>> start

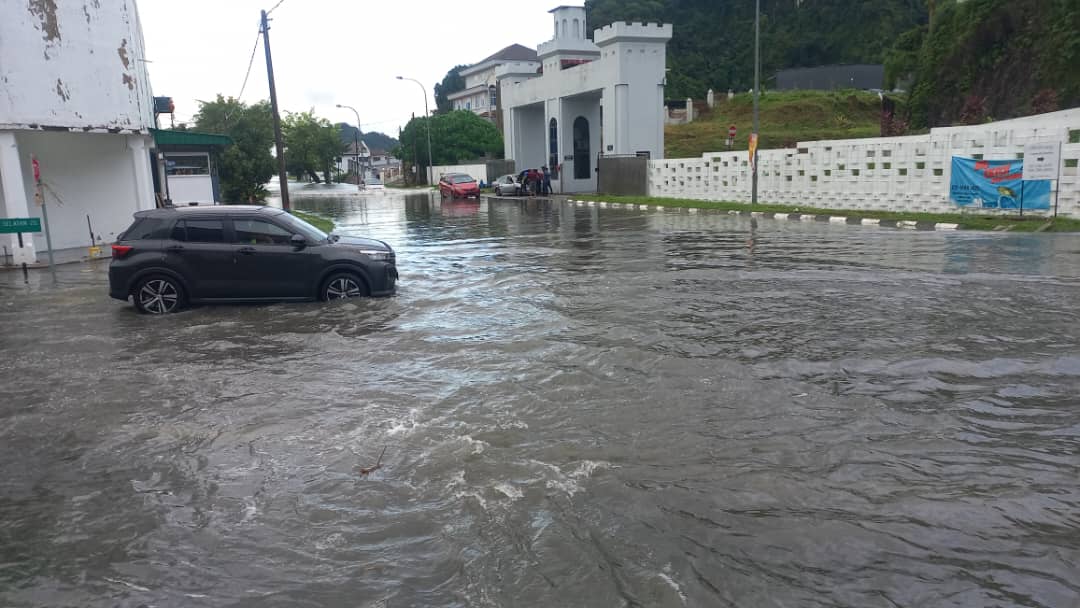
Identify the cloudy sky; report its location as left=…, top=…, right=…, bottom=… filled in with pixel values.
left=138, top=0, right=559, bottom=137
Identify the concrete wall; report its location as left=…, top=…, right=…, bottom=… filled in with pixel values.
left=0, top=131, right=154, bottom=254
left=597, top=157, right=649, bottom=197
left=649, top=108, right=1080, bottom=217
left=0, top=0, right=153, bottom=131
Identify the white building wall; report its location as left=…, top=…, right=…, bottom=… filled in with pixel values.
left=500, top=17, right=672, bottom=192
left=9, top=131, right=157, bottom=255
left=0, top=0, right=153, bottom=131
left=649, top=108, right=1080, bottom=217
left=513, top=104, right=548, bottom=172
left=0, top=0, right=154, bottom=261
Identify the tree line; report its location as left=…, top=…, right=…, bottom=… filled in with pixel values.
left=192, top=95, right=395, bottom=203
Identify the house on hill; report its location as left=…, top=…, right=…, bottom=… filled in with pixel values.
left=446, top=44, right=540, bottom=129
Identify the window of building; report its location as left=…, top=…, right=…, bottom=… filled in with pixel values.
left=548, top=118, right=558, bottom=179
left=165, top=153, right=210, bottom=175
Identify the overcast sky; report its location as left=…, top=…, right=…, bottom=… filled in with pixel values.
left=138, top=0, right=561, bottom=137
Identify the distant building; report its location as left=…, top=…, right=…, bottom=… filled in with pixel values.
left=151, top=129, right=232, bottom=205
left=372, top=150, right=402, bottom=181
left=338, top=139, right=372, bottom=173
left=497, top=6, right=672, bottom=192
left=446, top=44, right=540, bottom=122
left=0, top=0, right=157, bottom=264
left=777, top=64, right=885, bottom=91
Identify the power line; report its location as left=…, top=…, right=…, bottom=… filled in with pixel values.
left=237, top=27, right=260, bottom=102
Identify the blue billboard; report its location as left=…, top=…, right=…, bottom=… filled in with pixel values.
left=948, top=157, right=1050, bottom=210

>> end

Print all of the data above verbatim, leaving out the pictures.

Identify the cloudy sky; report its location as left=…, top=…, right=…, bottom=… filled in with pixel values.
left=138, top=0, right=559, bottom=137
Identify the concrete wall; report its location as left=…, top=…, right=…, bottom=… filled in with pixel values.
left=0, top=131, right=154, bottom=254
left=597, top=157, right=649, bottom=197
left=649, top=108, right=1080, bottom=217
left=0, top=0, right=153, bottom=131
Identify the white building wall; report its location as left=…, top=…, right=…, bottom=… filled in with pixel values.
left=500, top=17, right=672, bottom=192
left=9, top=131, right=157, bottom=255
left=0, top=0, right=153, bottom=131
left=649, top=108, right=1080, bottom=217
left=513, top=104, right=548, bottom=172
left=0, top=0, right=154, bottom=261
Identify the tree line; report its location as left=…, top=…, right=…, bottom=… filled in with pixel values.
left=192, top=95, right=395, bottom=203
Identify the house on hill; report its location as left=…, top=…, right=…, bottom=… filled in with pixel values.
left=446, top=44, right=540, bottom=129
Identify the window of building; report its location as left=…, top=…, right=…, bottom=… filled in with pixel values.
left=548, top=118, right=558, bottom=179
left=165, top=153, right=210, bottom=175
Identify the overcast sky; report its location as left=…, top=…, right=…, bottom=… filled in with pixel values.
left=138, top=0, right=561, bottom=137
Identify the distant building; report its location as left=…, top=…, right=…, bottom=… filled in with pixel values.
left=151, top=129, right=232, bottom=205
left=372, top=150, right=402, bottom=181
left=338, top=139, right=372, bottom=173
left=497, top=6, right=672, bottom=192
left=446, top=44, right=540, bottom=122
left=0, top=0, right=157, bottom=264
left=777, top=64, right=885, bottom=91
Identify the power line; report its location as left=…, top=…, right=…, bottom=… filled in with pixel values.
left=237, top=27, right=260, bottom=102
Identify the blue billboard; report its location as left=…, top=…, right=…, bottom=… filled in with pixel values.
left=948, top=157, right=1050, bottom=210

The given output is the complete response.